-------- SOURCE PASSAGE --------
4.1.4 RDK S Model Zoo Usage Guide
Branch and System Requirements
RDK S series (S100 / S600) uses the rdk_s branch as the main delivery branch. Recommended system version: RDK OS >= 4.0.5. Python samples in this branch uniformly use the hbm_runtime inference interface.
git clone https://github.com/D-Robotics/rdk_model_zoo.git
cd rdk_model_zoo
git checkout rdk_s
Legacy demos for the RDK S series are retained in the RDK Model Zoo S repository. The rdk_s branch is the reorganized new version.
Repository Directory Structure
The rdk_s branch uses a standardized directory structure, organized by domain and model:
rdk_model_zoo/
|-- samples/
| |-- vision/ # Vision model examples
| | |-- lanenet/ # Lane detection
| | |-- mobilenetv2/ # Image classification
| | |-- paddle_ocr/ # OCR text recognition
| | |-- resnet18/ # Image classification
| | |-- unetmobilenet/ # Semantic segmentation
| | |-- yolo11/ # YOLO11 detection
| | |-- yolo11_pose/ # YOLO11 pose estimation
| | |-- yolo11_seg/ # YOLO11 instance segmentation
| | |-- yoloe11_seg/ # YOLOE11 instance segmentation
| | |-- yolov5/ # YOLOv5 detection
| | `-- ...
-------- INFORMATION PROVIDED --------
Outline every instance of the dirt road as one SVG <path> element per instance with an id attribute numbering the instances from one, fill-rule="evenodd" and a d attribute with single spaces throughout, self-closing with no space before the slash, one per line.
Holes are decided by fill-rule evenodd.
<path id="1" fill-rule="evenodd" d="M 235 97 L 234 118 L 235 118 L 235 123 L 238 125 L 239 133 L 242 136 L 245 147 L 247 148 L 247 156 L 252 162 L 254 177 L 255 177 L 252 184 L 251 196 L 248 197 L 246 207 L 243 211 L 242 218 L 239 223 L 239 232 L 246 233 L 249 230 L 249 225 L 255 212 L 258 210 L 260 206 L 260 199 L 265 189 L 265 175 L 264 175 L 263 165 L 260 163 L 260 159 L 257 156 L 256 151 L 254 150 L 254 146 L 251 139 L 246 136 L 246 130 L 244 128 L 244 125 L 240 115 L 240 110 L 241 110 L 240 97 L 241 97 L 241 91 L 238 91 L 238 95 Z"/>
--------
_TASKS TO PERFORM_:
A. Answer these questions from the usage guide:
(i) Which branch serves as the main delivery branch for the RDK S series?
(ii) In which repository are the legacy demos for the RDK S series kept?
(iii) Which directory contains the semantic segmentation example?
B. Echo a stretch of the usage guide word for word. Begin at the words "git clone https://github.com/D-Robotics/rdk_model_zoo.git" and stop after the words "reorganized new version.".

_FULL SOLUTIONS_:
A.
(i) The rdk_s branch.
(ii) The RDK Model Zoo S repository.
(iii) unetmobilenet

B.
git clone https://github.com/D-Robotics/rdk_model_zoo.git
cd rdk_model_zoo
git checkout rdk_s
Legacy demos for the RDK S series are retained in the RDK Model Zoo S repository. The rdk_s branch is the reorganized new version.